- SOURCE DATA -

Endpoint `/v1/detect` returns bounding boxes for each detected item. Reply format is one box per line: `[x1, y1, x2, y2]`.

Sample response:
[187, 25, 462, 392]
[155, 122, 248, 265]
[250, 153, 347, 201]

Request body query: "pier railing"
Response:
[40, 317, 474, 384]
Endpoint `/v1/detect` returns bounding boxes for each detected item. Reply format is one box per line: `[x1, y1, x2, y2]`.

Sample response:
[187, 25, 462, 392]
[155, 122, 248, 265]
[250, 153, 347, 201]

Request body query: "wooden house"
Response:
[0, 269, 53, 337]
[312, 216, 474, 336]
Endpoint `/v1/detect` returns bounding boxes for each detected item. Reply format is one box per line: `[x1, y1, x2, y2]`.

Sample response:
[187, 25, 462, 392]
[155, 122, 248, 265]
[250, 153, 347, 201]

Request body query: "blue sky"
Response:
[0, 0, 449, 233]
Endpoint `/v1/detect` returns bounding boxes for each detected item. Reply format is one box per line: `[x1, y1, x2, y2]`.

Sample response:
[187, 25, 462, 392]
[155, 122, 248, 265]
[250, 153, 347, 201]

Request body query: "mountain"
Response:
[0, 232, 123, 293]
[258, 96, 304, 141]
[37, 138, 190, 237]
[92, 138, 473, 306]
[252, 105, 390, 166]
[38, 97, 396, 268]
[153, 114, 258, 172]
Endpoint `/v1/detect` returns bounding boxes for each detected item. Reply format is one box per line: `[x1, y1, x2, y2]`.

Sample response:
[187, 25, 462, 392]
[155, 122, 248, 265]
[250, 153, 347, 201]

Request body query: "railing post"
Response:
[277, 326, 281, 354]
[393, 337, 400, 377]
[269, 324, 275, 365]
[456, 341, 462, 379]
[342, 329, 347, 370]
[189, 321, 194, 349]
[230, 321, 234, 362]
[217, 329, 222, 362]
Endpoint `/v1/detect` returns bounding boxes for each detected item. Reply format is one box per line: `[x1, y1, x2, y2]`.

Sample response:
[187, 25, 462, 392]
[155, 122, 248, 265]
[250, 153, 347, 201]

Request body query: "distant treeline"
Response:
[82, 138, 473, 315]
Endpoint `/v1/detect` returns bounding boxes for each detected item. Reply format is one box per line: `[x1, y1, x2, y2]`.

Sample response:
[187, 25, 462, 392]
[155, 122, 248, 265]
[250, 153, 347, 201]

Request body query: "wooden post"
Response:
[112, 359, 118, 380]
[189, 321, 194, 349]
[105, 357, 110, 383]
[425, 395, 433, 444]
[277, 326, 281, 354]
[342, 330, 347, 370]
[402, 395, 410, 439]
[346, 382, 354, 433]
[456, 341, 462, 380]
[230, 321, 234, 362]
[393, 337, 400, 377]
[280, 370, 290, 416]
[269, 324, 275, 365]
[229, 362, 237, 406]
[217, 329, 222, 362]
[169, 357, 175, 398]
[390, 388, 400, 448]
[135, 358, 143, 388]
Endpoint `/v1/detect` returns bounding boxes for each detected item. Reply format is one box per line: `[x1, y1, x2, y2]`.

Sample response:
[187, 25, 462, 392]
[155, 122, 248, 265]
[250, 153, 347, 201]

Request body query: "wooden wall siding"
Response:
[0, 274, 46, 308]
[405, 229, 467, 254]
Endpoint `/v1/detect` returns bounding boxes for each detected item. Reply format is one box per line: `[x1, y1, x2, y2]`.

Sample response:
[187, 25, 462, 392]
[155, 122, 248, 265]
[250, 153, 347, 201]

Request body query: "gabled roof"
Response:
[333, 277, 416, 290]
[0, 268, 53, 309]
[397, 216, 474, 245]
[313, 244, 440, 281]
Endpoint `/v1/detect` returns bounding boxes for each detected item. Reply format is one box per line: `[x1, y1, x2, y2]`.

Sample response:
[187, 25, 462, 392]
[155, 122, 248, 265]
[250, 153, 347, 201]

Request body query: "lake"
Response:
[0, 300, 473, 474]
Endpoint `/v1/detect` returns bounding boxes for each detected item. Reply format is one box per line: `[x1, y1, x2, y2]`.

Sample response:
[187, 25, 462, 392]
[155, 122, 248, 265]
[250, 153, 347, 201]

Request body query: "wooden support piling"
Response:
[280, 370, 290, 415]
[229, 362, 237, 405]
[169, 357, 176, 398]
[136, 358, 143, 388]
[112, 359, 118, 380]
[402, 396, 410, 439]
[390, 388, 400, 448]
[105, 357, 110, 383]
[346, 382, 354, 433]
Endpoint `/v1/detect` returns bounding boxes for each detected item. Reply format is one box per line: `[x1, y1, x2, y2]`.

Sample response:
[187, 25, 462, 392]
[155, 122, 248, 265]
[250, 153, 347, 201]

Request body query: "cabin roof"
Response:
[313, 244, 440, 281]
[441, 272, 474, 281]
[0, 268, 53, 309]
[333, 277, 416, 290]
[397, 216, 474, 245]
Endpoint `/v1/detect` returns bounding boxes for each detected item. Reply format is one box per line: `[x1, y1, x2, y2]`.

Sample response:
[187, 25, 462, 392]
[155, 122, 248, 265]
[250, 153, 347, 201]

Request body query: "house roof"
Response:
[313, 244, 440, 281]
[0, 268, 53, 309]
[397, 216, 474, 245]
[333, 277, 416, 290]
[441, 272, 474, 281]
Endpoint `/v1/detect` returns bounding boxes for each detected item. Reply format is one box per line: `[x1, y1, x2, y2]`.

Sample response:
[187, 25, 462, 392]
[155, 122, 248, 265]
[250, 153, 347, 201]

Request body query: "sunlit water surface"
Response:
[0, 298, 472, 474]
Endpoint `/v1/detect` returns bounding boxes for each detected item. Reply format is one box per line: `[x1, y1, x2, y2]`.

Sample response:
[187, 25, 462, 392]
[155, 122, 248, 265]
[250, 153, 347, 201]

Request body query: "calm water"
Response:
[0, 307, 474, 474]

- WHAT IS BEING ASKED -
Report every line above that contains the word "railing". Uppercase and lowercase letters count as different.

- EXERCISE SOLUTION -
Request body query: "pier railing"
Request body query: "railing post"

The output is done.